On February 21, 2013, the Staff of the Securities and Exchange Commission (the “Staff” and the “SEC,” respectively) published its 2013 priorities for the National Examination Program (“NEP”) in order to provide registrants with the opportunity to bring their organizations into compliance with the areas that are perceived by the Staff to have heightened risk. The NEP examines all regulated entities, such as investment advisers and investment companies, broker dealers, transfer agents and self-regulatory organizations, and exchanges. This article will focus only on the NEP priorities pertaining to the investment advisers and investment companies program (“IA-ICs”)
As a general matter, the Staff is concerned with fraud detection and prevention, corporate governance and enterprise risk management, conflicts of interest, and the use and implications of technology. The 2013 NEP priorities, viewed in tandem with the “Presence Exam” initiative that was announced by the SEC in October 2012, makes it abundantly clear that the Staff will focus on the approximately 2000 investment advisers that are newly registered as a result of the Dodd-Frank Wall Street Reform and Consumer Protection Act (“Dodd Frank”).
The Staff intends to focus its attention on the areas set forth below.
New and Emerging Issues.
The Staff believes that new and emerging risks related to IA-ICs include the following:
- New Registrants. The vast majority of the approximately 2,000 new investment adviser registrants are advisers to hedge funds or private equity funds that have never been registered, regulated, or examined by the SEC. The Presence Exam initiative, which is a coordinated national examination initiative, is designed to establish a meaningful “presence” with these newly registered advisers. The Presence Exam initiative is expected to operate for approximately two years and consists of four phases: (i) engagement with the new registrants; (ii) examination of a substantial percentage of the new registrants; (iii) analysis of the examination findings; and (iv) preparation of a report to the industry on the findings. The Presence Exam initiative will not preclude the SEC from bringing enforcement actions against newly registered advisers. The Staff will give a higher priority to private fund advisers that it believes present a greater risk to investors relative to the rest of the registrant population or where there are indicia of fraud or other serious wrongdoing. We expect to see the SEC bring enforcement actions against private equity and hedge fund managers for issues related to valuations, calculation of performance-related compensation and communications to investors that describe valuations and performance-related compensation.

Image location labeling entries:
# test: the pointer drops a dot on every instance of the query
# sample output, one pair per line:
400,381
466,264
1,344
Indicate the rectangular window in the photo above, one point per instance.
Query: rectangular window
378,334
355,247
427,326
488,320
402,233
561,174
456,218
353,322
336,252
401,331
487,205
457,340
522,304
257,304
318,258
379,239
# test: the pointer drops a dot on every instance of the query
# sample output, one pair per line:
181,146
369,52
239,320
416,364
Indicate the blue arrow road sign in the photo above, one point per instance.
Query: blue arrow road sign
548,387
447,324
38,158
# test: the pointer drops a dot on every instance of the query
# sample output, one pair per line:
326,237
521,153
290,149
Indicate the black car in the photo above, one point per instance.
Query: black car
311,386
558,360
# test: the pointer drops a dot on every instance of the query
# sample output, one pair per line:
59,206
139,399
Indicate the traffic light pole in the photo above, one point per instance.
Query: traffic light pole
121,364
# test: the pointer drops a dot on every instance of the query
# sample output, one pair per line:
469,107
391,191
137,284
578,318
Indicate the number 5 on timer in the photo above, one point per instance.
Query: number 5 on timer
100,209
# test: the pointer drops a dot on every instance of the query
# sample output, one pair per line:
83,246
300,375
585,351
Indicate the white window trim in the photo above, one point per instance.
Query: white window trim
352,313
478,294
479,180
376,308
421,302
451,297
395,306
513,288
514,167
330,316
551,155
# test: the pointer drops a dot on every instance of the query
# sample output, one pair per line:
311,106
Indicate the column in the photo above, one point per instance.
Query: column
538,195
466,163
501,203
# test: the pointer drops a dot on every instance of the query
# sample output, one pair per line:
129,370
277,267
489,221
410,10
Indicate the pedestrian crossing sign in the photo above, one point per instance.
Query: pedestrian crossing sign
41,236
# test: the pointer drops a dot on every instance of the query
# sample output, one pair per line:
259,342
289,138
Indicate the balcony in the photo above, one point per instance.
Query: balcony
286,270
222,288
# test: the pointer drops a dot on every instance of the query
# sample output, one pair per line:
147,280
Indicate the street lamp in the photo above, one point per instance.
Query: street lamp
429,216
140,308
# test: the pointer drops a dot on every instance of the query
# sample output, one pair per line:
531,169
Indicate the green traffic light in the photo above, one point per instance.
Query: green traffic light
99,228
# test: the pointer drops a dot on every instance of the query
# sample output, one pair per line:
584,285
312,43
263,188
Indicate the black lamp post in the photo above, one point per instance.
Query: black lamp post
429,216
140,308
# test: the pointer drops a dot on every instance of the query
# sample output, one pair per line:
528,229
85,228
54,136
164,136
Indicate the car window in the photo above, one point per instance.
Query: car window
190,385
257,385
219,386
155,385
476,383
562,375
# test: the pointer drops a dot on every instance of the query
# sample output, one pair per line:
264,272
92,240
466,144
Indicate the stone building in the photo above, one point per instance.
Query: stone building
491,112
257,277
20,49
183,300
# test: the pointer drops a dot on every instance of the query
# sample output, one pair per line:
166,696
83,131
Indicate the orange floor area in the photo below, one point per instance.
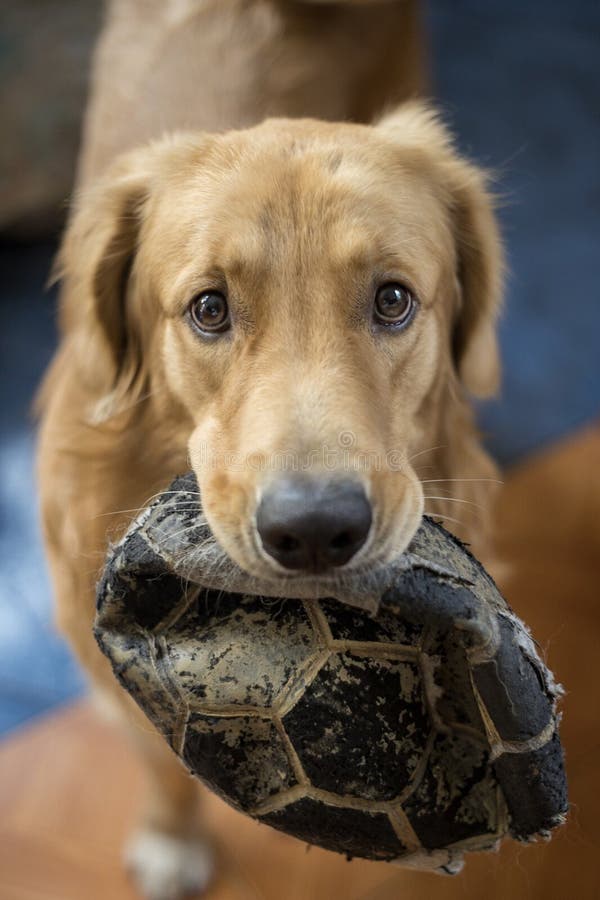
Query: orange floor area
69,786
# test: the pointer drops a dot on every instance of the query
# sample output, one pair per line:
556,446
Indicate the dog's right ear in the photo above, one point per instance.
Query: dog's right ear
103,313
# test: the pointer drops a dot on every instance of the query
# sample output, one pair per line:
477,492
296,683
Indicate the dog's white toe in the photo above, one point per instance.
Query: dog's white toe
165,867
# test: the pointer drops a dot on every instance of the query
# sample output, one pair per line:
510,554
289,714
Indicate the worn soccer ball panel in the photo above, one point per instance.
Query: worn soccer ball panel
405,715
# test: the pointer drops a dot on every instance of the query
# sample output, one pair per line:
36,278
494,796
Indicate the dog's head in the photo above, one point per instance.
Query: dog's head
312,303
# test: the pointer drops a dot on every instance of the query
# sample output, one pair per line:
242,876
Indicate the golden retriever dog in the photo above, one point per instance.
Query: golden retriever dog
322,293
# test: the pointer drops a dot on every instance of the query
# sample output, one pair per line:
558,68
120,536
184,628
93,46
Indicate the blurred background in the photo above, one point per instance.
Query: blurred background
519,84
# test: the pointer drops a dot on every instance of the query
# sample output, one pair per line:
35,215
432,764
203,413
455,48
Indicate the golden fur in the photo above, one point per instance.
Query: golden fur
297,220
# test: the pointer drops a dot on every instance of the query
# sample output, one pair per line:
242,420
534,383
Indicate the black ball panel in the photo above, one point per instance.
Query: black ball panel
360,720
242,757
351,831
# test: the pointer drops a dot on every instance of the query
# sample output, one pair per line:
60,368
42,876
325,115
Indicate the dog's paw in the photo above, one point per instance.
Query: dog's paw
165,867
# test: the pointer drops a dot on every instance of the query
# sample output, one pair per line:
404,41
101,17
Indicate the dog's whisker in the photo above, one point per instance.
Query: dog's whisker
439,515
428,450
444,480
454,500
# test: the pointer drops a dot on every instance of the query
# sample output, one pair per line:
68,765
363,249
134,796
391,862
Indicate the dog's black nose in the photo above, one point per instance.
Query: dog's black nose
311,524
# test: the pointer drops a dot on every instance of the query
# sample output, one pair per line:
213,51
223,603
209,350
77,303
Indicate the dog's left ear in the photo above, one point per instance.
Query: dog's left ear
479,258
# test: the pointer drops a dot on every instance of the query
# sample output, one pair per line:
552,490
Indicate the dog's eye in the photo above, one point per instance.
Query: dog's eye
394,305
209,312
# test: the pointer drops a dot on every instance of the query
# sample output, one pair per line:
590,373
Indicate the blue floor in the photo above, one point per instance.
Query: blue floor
520,82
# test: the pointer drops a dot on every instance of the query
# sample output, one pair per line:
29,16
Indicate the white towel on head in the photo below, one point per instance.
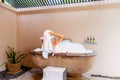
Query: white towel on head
47,45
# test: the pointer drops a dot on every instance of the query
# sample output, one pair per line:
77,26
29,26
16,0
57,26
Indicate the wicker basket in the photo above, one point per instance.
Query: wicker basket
13,68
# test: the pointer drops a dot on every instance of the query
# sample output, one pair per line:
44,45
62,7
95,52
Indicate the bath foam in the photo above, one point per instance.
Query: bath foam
67,46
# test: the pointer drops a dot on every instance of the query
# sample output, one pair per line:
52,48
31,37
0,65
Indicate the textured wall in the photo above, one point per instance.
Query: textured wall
7,31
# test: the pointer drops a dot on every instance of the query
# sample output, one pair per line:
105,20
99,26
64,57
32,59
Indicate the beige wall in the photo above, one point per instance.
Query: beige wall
7,31
77,24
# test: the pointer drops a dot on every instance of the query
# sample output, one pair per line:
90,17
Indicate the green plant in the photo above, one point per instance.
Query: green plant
14,56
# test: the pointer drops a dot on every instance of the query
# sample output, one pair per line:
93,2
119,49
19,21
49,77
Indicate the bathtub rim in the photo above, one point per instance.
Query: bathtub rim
66,54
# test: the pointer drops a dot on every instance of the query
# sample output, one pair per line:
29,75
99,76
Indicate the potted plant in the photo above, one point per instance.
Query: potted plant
14,57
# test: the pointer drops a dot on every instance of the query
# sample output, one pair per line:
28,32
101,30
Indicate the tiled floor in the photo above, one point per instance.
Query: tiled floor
31,76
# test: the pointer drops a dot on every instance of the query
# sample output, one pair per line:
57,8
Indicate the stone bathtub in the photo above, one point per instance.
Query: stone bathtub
75,63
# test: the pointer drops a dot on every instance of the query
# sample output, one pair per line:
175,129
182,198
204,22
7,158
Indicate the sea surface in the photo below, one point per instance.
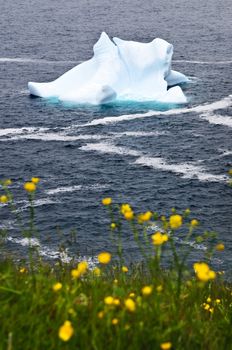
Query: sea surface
153,156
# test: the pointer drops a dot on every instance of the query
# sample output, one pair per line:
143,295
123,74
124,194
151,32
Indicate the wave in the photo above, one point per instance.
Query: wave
203,62
34,60
45,61
217,119
49,136
50,253
204,108
186,170
74,188
23,130
42,249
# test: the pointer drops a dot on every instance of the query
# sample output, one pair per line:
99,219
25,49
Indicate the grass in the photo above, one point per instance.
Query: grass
115,306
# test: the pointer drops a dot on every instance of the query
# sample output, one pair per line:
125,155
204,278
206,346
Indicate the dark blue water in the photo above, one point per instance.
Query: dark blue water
155,162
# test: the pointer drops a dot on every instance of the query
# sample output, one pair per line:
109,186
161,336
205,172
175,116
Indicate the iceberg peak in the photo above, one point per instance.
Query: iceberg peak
119,70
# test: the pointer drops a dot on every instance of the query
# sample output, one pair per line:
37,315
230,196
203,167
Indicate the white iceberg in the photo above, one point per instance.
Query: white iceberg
119,70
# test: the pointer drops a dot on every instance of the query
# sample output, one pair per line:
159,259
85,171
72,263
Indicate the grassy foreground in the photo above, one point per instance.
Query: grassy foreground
115,306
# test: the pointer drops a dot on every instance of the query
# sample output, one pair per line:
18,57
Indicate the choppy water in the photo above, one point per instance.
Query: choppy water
155,157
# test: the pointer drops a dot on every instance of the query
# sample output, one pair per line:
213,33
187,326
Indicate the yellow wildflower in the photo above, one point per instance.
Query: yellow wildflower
175,221
109,300
7,182
194,223
130,305
187,211
82,267
125,207
166,346
4,199
147,290
75,273
132,295
124,269
29,186
220,247
97,271
22,270
158,238
203,272
159,288
35,180
144,217
116,302
66,331
128,215
107,201
115,321
57,286
100,314
104,258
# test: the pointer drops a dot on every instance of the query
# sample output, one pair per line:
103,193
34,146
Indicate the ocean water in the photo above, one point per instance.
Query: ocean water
152,156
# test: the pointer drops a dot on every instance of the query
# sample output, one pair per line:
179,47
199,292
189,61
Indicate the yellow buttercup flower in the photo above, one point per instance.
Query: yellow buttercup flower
107,201
35,180
116,302
132,295
97,271
7,182
166,346
125,207
144,217
124,269
22,270
130,305
158,238
57,286
29,186
82,267
147,290
109,300
66,331
115,321
104,258
220,247
203,272
75,273
100,314
159,288
4,199
175,221
128,215
194,223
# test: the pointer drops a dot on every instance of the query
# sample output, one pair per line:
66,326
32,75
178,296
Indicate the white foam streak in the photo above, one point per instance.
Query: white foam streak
42,250
186,170
19,131
47,136
33,60
203,62
217,119
210,107
74,188
107,148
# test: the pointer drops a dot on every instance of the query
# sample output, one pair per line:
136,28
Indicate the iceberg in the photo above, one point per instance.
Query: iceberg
119,70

Tasks for this exercise:
1) Restate everything from "As a general" down to "and Emerging Issues." in the piece on the SEC's 2013 examination priorities, swapping "corporate governance" for "board oversight".
2) Pull out every line of the records that contains the string "towel".

Solution list:
1)
As a general matter, the Staff is concerned with fraud detection and prevention, board oversight and enterprise risk management, conflicts of interest, and the use and implications of technology. The 2013 NEP priorities, viewed in tandem with the “Presence Exam” initiative that was announced by the SEC in October 2012, makes it abundantly clear that the Staff will focus on the approximately 2000 investment advisers that are newly registered as a result of the Dodd-Frank Wall Street Reform and Consumer Protection Act (“Dodd Frank”).
The Staff intends to focus its attention on the areas set forth below.
New and Emerging Issues.

2)
Indicate the white towel on head in the photo below, one point per instance.
Query: white towel on head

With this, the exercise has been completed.